## [Required task]
Tally the lines in the listing below that contain the string "curtain" with case matching exactly. Reply with the number only.

## [Excerpted data]
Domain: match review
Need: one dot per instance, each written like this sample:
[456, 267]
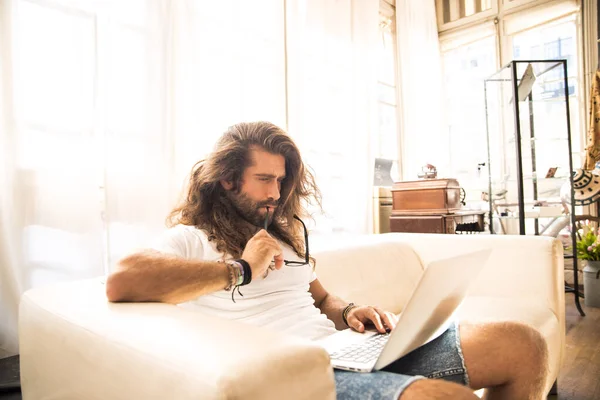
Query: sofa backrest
[377, 270]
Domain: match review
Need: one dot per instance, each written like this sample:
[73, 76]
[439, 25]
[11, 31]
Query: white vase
[591, 284]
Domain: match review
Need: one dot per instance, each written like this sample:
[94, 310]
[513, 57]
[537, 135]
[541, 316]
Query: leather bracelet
[247, 271]
[346, 311]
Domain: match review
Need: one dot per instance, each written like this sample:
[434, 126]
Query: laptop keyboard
[362, 352]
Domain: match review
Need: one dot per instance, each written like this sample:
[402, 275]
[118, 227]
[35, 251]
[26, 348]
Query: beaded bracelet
[234, 275]
[346, 312]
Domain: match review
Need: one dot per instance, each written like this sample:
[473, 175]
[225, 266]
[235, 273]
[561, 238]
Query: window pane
[556, 40]
[453, 10]
[54, 68]
[465, 68]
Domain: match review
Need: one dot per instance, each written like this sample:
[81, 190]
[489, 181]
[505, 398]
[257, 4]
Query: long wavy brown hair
[206, 206]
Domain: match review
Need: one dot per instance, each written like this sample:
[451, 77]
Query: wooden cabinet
[431, 206]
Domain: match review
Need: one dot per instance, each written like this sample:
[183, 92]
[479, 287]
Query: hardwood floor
[579, 378]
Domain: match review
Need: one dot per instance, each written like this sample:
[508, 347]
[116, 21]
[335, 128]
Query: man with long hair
[240, 226]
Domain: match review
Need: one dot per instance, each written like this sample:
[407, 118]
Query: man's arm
[154, 276]
[332, 306]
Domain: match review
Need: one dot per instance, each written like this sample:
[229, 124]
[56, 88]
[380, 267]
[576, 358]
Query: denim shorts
[439, 359]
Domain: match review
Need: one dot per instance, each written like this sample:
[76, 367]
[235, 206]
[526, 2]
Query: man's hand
[361, 315]
[260, 251]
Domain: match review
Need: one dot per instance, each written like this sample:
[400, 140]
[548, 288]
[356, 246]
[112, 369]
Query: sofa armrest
[530, 268]
[74, 344]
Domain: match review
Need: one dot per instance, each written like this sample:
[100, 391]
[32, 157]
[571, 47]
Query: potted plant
[588, 248]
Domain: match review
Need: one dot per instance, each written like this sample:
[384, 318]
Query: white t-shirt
[281, 301]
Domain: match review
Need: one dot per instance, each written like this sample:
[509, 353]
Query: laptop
[428, 313]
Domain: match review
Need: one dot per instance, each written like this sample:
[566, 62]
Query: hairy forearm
[332, 306]
[152, 276]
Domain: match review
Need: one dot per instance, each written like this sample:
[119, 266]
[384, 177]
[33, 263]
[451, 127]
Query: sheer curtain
[332, 103]
[420, 83]
[106, 105]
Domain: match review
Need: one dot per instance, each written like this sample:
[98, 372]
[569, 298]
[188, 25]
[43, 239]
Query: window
[470, 52]
[387, 140]
[464, 69]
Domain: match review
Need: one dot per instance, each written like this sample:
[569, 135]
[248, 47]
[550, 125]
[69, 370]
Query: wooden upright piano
[432, 206]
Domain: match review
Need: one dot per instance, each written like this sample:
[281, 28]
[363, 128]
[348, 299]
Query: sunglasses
[306, 254]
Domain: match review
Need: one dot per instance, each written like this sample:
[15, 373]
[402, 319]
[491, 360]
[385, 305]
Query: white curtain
[332, 103]
[106, 105]
[420, 81]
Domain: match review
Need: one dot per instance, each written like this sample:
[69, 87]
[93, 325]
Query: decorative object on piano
[428, 196]
[586, 187]
[428, 171]
[383, 172]
[431, 206]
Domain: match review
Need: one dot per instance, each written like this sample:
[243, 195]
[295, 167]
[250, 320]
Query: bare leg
[437, 389]
[507, 358]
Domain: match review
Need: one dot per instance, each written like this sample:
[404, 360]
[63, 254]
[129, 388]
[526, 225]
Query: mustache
[268, 204]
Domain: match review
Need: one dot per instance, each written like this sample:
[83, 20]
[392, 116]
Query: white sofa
[76, 345]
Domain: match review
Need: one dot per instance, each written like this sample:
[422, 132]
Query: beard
[250, 210]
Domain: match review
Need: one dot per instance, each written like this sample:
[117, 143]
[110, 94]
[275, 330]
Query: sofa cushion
[370, 270]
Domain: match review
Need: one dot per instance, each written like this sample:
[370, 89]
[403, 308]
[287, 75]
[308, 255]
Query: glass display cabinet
[530, 158]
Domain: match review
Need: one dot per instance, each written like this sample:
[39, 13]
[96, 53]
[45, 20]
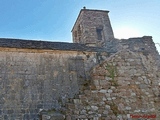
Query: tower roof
[84, 9]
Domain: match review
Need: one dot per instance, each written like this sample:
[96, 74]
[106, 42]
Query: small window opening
[99, 33]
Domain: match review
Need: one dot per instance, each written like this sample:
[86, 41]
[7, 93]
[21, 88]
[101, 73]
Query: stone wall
[124, 86]
[35, 82]
[87, 23]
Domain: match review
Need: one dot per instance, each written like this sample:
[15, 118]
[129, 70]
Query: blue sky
[52, 20]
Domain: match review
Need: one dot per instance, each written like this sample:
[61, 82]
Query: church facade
[97, 77]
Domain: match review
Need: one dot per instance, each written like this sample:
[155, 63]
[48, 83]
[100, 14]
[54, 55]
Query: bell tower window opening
[99, 33]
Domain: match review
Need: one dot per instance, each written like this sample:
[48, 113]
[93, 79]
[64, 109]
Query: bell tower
[92, 28]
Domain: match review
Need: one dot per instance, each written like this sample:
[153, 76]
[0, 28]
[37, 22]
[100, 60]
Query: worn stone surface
[115, 80]
[121, 95]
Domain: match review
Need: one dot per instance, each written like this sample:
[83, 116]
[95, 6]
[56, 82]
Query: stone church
[97, 77]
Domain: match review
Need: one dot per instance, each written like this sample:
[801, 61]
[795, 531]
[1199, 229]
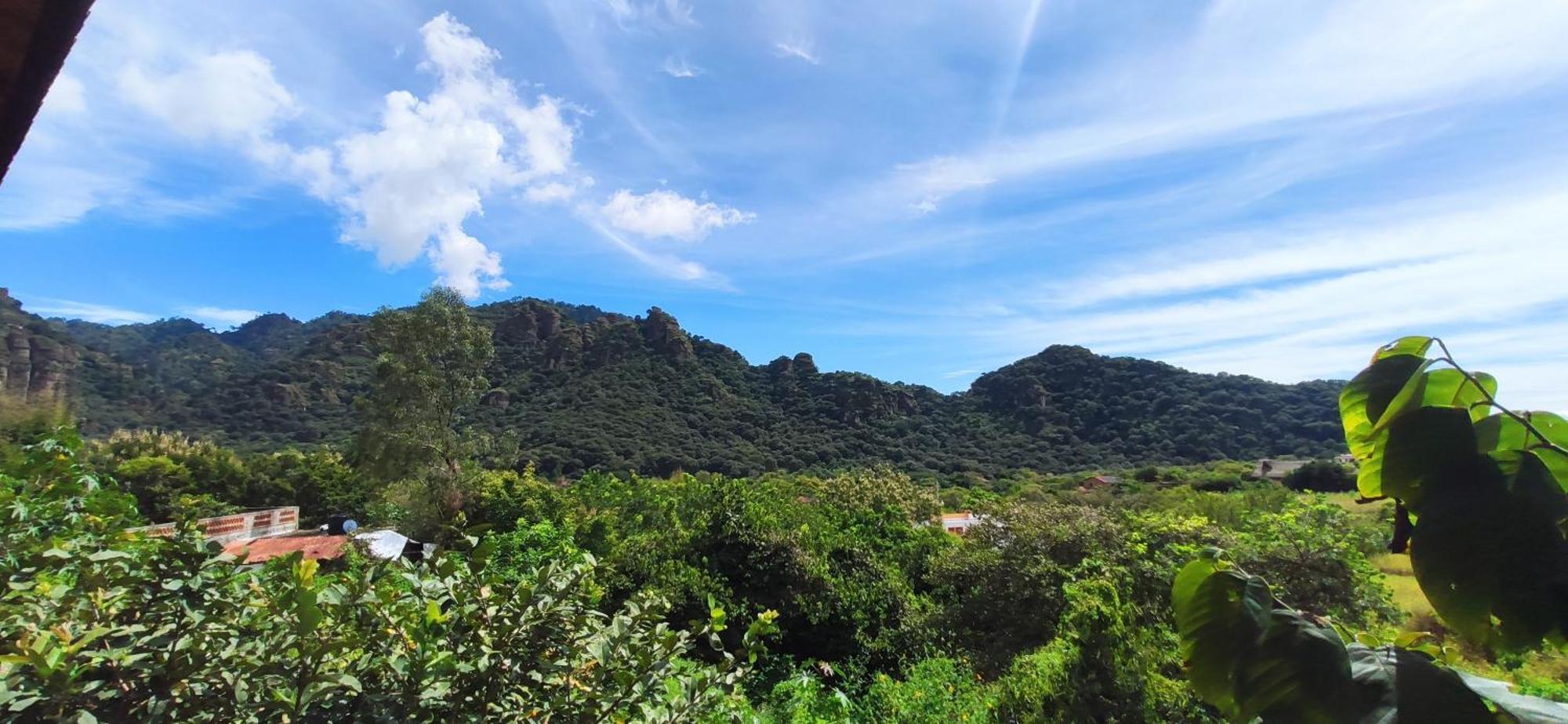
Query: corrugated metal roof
[266, 549]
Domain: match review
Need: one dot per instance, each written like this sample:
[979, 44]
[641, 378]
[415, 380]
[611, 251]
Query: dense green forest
[783, 596]
[576, 389]
[1058, 610]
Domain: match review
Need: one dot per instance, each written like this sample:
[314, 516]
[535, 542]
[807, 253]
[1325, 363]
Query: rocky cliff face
[34, 364]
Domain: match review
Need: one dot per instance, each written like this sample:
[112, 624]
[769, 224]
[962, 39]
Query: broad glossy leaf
[1398, 686]
[1526, 709]
[1501, 433]
[1443, 387]
[1415, 347]
[1423, 446]
[1490, 552]
[1221, 613]
[1363, 403]
[1368, 395]
[1298, 673]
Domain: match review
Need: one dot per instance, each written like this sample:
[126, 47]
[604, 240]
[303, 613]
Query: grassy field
[1541, 675]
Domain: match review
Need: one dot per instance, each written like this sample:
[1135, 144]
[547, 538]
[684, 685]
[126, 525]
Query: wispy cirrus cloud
[101, 314]
[220, 315]
[669, 215]
[678, 67]
[799, 49]
[1249, 72]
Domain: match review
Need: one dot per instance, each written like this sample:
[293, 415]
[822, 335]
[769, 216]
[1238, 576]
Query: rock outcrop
[34, 364]
[666, 336]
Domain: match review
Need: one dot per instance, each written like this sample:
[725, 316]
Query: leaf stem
[1495, 403]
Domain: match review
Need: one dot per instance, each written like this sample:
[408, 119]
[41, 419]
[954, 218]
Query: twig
[1494, 402]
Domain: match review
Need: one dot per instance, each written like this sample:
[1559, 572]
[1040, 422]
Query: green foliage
[100, 626]
[429, 373]
[1489, 518]
[1252, 657]
[934, 690]
[579, 389]
[1318, 560]
[1490, 541]
[526, 549]
[1321, 477]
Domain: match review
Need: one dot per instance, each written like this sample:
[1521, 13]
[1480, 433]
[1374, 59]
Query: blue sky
[915, 190]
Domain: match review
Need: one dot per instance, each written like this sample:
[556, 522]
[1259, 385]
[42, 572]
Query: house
[260, 537]
[1098, 483]
[314, 548]
[238, 527]
[1276, 469]
[960, 522]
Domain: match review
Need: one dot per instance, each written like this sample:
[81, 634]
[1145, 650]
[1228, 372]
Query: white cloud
[678, 67]
[92, 312]
[228, 96]
[800, 49]
[659, 13]
[220, 315]
[667, 213]
[557, 191]
[412, 185]
[1313, 300]
[662, 264]
[67, 94]
[466, 265]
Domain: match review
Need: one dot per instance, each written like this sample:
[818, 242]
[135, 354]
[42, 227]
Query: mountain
[578, 387]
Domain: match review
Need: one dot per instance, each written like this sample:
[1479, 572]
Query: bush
[1321, 477]
[129, 629]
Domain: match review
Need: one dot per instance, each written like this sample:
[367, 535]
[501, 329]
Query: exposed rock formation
[34, 364]
[666, 336]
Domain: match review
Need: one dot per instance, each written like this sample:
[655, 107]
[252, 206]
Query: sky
[923, 191]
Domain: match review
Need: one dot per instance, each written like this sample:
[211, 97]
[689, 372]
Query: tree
[1323, 477]
[429, 373]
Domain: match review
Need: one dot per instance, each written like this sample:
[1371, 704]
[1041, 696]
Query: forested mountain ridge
[576, 387]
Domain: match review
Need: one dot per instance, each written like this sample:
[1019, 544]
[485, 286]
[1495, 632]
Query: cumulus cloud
[669, 215]
[67, 94]
[220, 315]
[412, 185]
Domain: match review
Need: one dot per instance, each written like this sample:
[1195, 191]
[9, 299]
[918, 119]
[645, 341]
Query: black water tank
[341, 526]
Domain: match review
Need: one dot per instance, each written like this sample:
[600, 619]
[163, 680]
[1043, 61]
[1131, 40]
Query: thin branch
[1494, 402]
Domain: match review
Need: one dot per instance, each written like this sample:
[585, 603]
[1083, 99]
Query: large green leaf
[1501, 433]
[1423, 446]
[1399, 686]
[1365, 400]
[1298, 673]
[1443, 387]
[1526, 709]
[1221, 613]
[1414, 347]
[1490, 552]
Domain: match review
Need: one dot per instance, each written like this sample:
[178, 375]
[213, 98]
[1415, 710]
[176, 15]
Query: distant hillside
[576, 387]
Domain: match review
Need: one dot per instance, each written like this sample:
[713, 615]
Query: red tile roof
[266, 549]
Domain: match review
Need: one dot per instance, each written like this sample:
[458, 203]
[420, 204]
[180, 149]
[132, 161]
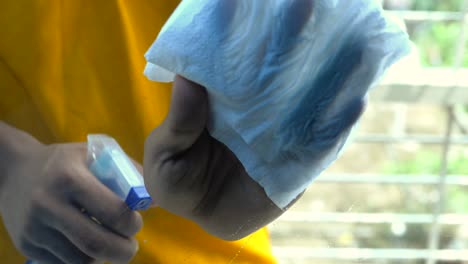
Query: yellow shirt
[69, 68]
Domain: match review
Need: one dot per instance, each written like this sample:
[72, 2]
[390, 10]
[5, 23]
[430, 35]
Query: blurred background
[399, 193]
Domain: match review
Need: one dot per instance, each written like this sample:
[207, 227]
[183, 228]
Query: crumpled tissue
[287, 79]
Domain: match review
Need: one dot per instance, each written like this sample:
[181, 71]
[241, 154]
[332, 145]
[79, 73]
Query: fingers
[105, 206]
[92, 239]
[185, 122]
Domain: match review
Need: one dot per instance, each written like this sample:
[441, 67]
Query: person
[71, 68]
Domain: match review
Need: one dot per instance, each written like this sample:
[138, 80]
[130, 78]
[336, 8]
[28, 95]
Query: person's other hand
[191, 174]
[42, 203]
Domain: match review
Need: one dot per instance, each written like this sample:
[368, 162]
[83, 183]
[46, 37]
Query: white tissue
[285, 88]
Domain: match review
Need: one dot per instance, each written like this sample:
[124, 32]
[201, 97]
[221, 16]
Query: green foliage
[437, 44]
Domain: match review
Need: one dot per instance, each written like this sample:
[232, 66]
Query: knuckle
[40, 207]
[129, 223]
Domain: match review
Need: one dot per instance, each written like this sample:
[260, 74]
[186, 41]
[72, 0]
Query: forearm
[13, 145]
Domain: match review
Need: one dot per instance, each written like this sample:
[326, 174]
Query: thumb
[187, 116]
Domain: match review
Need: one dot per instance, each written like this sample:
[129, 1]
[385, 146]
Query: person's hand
[42, 201]
[191, 174]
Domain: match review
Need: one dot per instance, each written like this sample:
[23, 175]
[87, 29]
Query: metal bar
[434, 235]
[457, 180]
[370, 218]
[366, 254]
[433, 244]
[423, 139]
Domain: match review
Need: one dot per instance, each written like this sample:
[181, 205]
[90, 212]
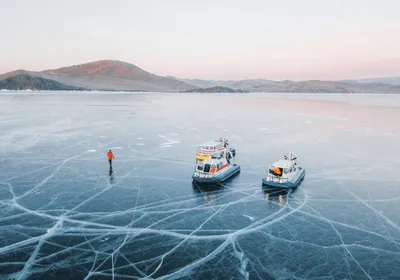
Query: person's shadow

## [Full solution]
2